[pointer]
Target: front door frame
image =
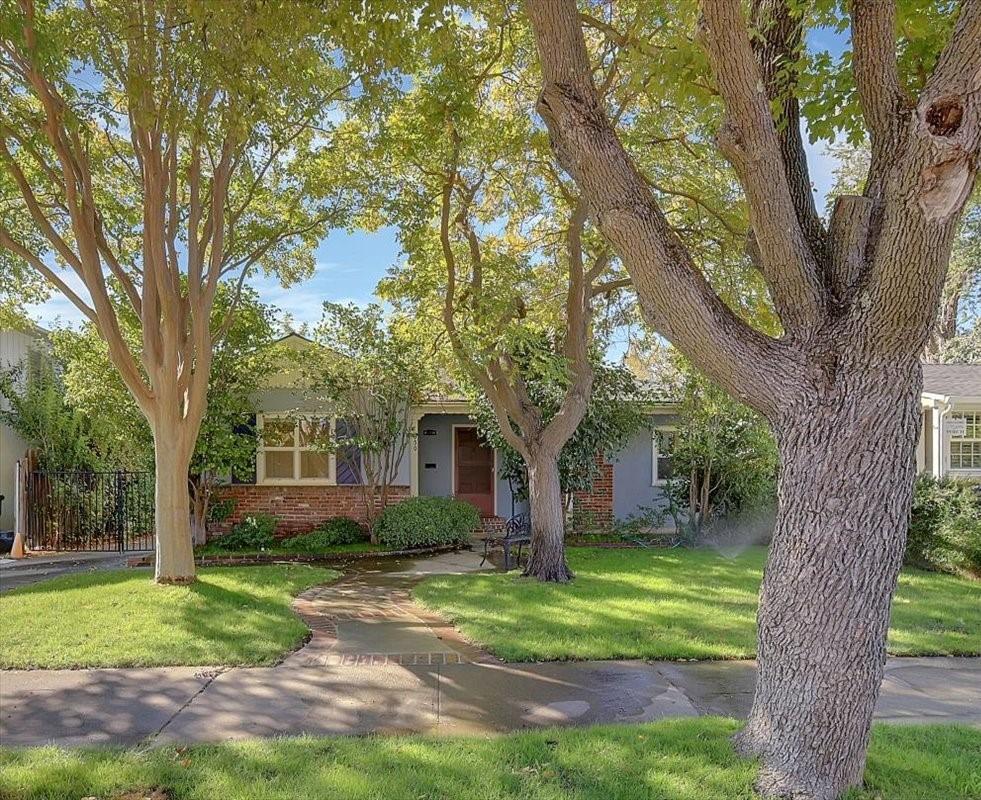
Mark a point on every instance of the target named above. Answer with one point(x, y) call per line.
point(453, 465)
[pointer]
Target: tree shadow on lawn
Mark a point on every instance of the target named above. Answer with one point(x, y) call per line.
point(680, 762)
point(670, 760)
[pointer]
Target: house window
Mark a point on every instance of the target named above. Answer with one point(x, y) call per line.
point(662, 443)
point(289, 452)
point(965, 451)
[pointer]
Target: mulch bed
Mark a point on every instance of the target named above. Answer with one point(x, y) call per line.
point(255, 559)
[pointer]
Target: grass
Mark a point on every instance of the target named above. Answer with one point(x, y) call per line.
point(337, 549)
point(672, 604)
point(231, 615)
point(679, 759)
= = = =
**Given exercise:**
Reproduce all of the data above word for word, leaving out the pictures.

**Solution for this problem:**
[pointer]
Target: front door frame
image =
Mark a point on every instance of the target named above. Answer with one point(x, y) call per line.
point(453, 465)
[pointer]
Target: tree shadow on lawn
Mark a point on every instance of the target named above. Answer with one point(x, y) call per line.
point(680, 762)
point(670, 760)
[pointer]
Target: house window
Mark a point on every instance of the target named above. Answer with one point(x, y) call per line.
point(662, 443)
point(289, 452)
point(965, 451)
[pointer]
Target: mulch bed
Mark a point on every instance of the target named above. Answer with one point(x, y) call per line.
point(255, 559)
[pointer]
Target: grass
Mark a point on every instance of the target named above. Answer with one point(x, y) call per line.
point(337, 549)
point(672, 604)
point(231, 615)
point(679, 759)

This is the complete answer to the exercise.